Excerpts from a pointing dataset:
==============================

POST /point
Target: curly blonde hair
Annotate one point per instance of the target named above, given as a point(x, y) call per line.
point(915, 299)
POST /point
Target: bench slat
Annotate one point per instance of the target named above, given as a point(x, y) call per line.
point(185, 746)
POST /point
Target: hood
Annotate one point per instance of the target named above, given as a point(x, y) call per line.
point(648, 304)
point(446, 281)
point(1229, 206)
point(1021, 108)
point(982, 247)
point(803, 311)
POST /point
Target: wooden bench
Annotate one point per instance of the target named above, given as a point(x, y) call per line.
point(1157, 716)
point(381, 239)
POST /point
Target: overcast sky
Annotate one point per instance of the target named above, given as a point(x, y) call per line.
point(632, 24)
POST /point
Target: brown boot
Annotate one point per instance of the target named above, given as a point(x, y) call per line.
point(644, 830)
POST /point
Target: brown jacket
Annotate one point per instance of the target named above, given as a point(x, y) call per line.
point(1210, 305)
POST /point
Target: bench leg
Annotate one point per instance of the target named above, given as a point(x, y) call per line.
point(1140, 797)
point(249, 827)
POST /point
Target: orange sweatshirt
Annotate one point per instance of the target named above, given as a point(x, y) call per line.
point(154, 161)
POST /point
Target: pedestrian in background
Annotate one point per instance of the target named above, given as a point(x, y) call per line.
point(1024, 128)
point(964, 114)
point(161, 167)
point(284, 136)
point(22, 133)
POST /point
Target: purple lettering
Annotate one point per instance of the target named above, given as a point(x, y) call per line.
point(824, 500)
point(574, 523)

==============================

Aim: Write out the stretch of the material from its start through the line containing "point(803, 311)", both ends included.

Result for this exercise:
POST /point
Target: curly blonde hair
Annotate one point per instance of the target named above, given as a point(x, y) call per line.
point(915, 299)
POST /point
Target: bench slat
Annotate one point per instance of the target named above, given as a point(x, y) call per line.
point(185, 746)
POST /point
Target: hood
Annotate one point per instance of the target named above, given as a point(x, y) call per line.
point(648, 304)
point(446, 281)
point(1229, 206)
point(1021, 108)
point(982, 247)
point(803, 311)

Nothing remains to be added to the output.